*** Text for analysis ***
What cultural events that did occur—plays, recitals and dance performances—were concentrated in the capital, Bridgetown, or in bigger towns like Oistins or Speightstown. But for Creoles like Robert Cooper their popularity was eclipsed by the decadent and debauched distractions available in these urban centres. As in George Ashby’s day, Bridgetown was one of the Caribbean’s most lively locations. Soldiers, sailors and sundry other visitors flocked to its bars, brothels and taverns, where hundreds of ravishing black and mulatto women were dedicated to the art of giving pleasure to the visitors. Alongside the prostitution and drunkenness, they brawled and sometimes duelled. Gambling was widespread and they bet on everything: cock-fights and dogs and especially cards, and there were legendary tales of daughters sold into marriage or entire plantations changing hands during a single night at the tables.

Otherwise, Robert Cooper devoted his leisure time to pursuits that were also typical of his caste. He became a member of the Christ Church Vestry, the organization that controlled local affairs. Since it was an elected position chosen by local grandees, his inclusion was a mark of his growing visibility among the local planter community. Robert Cooper also became passionately involved with the local militia. Founded in the 1630s, this region-wide organization was designed to protect the colonies against both slave revolts and external invasion. Every free man between the ages of sixteen and sixty was expected to serve; only clergymen were exempt. But its role was more than martial. Becoming a member of the militia was a rite of passage for the island’s young men, and one’s ability to rise up through its ranks was a badge of social status. Favouritism was rife and strings were aggressively pulled to advance militia careers. Robert Cooper, who had joined the Christ Church branch of the organization in his youth, tenaciously climbed the ranks until he reached the top echelons of its hierarchy alongside the island’s most prominent planters. At their regular monthly meetings, where they drilled and practised their marksmanship, Robert Cooper made some of his closest friendships and his most important contacts.

Occasionally, too, the Ashbys hosted or were invited to lunches, picnics, suppers or trips to the races. There were balls at Government House where guests danced to the accompaniment of a slave orchestra or strolled over torch-lit lawns, taking refreshments and watching fireworks. If these entertainments were inevitably sumptuously catered and set in beautiful tropical surroundings, they were also boring. For the Creole community was not famous for its interest in cultural or intellectual affairs. Indeed the “Creole repugnance for learning” was legendary and the phrase “as ignorant as a Creole” was widely repeated during this era. One visitor who was subjected to a planter’s monologue on sugar—the boilers and bagasse (the fibrous matter left after the juice has been pressed out of the cane), the state of the market and the impact of the weather—feared she would faint with boredom. Despite its pretensions, Barbados was like all the Caribbean colonies, a maledominated laager whose crude manners and paucity of conversation led one traveller to conclude: “
It is a sad society that of the Creoles.”
*** End of Text for analysis ***
*** Available data ***
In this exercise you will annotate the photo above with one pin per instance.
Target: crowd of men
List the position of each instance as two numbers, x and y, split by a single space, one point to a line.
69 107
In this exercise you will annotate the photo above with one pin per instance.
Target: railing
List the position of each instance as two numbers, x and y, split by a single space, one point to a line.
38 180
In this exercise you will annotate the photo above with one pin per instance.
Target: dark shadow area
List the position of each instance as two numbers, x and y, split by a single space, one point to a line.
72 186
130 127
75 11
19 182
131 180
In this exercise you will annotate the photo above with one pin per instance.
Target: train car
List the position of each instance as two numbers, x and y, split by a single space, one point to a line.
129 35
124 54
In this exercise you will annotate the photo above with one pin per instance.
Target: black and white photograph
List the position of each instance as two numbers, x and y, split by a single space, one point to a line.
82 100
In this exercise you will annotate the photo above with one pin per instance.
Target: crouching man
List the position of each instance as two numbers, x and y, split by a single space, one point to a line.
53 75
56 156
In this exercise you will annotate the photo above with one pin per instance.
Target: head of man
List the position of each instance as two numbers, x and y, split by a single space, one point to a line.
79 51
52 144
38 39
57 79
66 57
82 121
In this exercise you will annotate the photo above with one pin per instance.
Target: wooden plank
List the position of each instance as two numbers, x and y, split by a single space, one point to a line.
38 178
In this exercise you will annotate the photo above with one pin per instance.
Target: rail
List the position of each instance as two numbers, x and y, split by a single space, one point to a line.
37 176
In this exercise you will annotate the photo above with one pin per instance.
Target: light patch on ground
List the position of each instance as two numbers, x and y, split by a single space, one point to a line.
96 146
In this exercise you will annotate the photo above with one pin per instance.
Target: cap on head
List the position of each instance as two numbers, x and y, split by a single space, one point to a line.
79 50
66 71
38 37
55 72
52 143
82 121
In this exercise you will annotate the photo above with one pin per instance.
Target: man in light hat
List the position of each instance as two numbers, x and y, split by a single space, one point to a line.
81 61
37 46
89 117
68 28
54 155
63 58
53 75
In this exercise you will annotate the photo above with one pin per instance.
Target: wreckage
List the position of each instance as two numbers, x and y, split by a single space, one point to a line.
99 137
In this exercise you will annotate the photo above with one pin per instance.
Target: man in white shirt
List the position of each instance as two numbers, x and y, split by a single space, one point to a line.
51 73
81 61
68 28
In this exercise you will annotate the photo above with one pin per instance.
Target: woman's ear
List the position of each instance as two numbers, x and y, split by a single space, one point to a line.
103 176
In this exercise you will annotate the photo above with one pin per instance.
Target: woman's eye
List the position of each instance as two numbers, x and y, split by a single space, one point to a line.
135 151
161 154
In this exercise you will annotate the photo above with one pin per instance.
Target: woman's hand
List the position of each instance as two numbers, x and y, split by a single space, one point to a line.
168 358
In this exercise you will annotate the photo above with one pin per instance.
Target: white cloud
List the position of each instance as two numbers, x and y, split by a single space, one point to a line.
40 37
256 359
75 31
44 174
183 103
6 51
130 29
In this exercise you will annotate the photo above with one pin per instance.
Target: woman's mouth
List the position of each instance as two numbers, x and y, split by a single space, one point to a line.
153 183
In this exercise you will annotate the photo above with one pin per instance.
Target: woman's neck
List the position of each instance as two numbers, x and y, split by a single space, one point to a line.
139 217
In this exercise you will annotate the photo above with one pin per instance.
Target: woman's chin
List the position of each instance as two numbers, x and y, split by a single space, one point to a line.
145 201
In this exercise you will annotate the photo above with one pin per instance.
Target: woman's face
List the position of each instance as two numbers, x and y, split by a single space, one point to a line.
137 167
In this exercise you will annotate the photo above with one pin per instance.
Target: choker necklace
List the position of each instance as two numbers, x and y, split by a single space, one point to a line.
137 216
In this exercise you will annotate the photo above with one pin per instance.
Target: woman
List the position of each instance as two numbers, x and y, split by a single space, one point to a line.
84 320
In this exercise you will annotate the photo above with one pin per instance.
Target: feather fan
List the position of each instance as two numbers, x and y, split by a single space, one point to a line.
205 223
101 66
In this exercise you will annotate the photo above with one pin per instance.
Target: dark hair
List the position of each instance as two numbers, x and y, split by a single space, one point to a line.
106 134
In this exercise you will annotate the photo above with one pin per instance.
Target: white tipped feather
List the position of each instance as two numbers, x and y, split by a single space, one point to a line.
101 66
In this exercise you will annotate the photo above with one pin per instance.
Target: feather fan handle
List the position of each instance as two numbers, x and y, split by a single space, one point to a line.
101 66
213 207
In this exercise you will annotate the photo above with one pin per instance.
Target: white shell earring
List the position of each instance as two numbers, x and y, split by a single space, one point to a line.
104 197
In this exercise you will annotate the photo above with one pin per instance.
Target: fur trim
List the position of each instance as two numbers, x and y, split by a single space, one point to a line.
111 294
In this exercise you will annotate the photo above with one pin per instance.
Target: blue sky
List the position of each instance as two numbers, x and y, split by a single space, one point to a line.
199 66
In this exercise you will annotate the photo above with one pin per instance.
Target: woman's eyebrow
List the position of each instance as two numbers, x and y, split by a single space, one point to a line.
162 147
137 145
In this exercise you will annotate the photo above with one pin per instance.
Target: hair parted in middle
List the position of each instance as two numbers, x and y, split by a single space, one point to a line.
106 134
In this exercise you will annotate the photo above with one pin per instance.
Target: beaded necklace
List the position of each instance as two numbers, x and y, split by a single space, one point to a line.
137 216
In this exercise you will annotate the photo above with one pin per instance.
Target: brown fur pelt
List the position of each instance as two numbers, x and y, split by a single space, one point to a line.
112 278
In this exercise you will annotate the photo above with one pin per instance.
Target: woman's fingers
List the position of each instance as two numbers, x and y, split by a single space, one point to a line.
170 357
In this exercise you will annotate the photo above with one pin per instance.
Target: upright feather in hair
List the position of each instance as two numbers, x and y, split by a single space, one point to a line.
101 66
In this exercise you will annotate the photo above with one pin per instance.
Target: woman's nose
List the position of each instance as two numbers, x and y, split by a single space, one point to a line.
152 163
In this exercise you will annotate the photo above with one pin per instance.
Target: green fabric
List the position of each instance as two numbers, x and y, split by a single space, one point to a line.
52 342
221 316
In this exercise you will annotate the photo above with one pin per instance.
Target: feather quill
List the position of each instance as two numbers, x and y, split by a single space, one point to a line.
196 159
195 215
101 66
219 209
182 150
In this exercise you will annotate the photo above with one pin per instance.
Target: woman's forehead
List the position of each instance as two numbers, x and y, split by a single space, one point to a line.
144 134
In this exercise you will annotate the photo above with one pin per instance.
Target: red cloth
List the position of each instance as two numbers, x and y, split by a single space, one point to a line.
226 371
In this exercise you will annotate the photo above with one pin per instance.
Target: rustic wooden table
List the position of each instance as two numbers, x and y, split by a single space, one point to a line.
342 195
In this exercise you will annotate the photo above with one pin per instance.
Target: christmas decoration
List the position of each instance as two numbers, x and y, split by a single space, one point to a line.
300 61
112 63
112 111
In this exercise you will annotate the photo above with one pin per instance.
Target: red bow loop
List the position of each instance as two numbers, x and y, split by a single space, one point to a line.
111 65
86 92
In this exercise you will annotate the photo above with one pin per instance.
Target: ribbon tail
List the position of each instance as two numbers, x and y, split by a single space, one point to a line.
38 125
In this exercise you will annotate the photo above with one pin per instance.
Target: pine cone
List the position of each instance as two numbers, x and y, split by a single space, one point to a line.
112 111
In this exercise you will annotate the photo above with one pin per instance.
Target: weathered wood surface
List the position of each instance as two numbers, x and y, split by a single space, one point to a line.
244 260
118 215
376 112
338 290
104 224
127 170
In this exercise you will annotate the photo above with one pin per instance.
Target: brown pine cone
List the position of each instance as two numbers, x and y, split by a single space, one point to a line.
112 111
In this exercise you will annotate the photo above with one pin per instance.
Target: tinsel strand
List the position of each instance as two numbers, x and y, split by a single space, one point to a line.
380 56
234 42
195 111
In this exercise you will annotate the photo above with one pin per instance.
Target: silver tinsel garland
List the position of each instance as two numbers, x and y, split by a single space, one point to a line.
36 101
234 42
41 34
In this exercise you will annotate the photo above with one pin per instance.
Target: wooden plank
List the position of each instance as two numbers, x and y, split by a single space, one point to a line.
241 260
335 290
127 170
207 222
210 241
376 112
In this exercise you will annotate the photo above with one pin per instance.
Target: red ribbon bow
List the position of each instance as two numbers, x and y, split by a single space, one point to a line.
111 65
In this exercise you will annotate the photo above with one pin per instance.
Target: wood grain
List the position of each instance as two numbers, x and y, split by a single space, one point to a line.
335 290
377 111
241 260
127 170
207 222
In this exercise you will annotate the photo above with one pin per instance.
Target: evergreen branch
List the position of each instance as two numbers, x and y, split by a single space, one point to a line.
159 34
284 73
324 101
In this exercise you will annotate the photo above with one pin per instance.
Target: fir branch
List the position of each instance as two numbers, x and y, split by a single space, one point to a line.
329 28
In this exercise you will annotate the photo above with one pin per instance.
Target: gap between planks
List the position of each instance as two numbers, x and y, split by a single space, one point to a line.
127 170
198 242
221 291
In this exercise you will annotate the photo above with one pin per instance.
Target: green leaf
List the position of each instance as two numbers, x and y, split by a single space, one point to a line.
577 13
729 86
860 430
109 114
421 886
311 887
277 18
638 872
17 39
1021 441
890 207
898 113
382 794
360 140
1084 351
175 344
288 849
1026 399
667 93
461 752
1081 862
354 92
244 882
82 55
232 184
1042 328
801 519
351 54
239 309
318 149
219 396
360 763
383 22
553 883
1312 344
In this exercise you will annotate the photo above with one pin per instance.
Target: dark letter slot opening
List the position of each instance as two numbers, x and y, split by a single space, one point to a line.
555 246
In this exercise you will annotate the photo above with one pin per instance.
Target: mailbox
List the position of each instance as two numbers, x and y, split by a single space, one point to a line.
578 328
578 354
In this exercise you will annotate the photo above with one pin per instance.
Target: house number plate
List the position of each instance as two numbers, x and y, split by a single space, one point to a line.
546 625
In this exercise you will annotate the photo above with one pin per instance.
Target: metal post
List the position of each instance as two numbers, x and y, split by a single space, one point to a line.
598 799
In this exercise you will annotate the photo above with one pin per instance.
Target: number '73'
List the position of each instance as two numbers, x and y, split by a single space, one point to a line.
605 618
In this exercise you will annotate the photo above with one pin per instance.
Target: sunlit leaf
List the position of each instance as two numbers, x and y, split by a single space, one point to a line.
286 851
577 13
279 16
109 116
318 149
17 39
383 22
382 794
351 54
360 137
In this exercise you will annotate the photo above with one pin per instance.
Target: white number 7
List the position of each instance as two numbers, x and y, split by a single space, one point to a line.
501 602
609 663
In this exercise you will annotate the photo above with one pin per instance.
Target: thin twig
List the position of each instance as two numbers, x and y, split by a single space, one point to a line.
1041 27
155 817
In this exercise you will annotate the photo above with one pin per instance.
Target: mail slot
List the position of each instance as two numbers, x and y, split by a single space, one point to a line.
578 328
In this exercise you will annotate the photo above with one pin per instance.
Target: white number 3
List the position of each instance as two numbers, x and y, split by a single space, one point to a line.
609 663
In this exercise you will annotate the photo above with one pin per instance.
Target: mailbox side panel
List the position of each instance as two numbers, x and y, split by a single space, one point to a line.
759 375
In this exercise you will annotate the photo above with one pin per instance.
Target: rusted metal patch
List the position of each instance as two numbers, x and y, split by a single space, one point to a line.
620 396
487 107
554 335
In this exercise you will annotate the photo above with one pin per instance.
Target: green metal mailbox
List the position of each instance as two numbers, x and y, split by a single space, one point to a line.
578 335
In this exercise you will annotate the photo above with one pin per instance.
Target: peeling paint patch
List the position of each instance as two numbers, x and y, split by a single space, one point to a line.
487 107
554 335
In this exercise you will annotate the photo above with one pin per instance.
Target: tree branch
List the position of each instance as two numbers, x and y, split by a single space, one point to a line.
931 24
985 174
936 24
*** End of Available data ***
### Assignment
From the passage on Creole society in Barbados, list every kind of occasion that the Ashbys are said to have occasionally hosted or been invited to.

### Completed exercise
- Lunches
- Picnics
- Suppers
- Trips to the races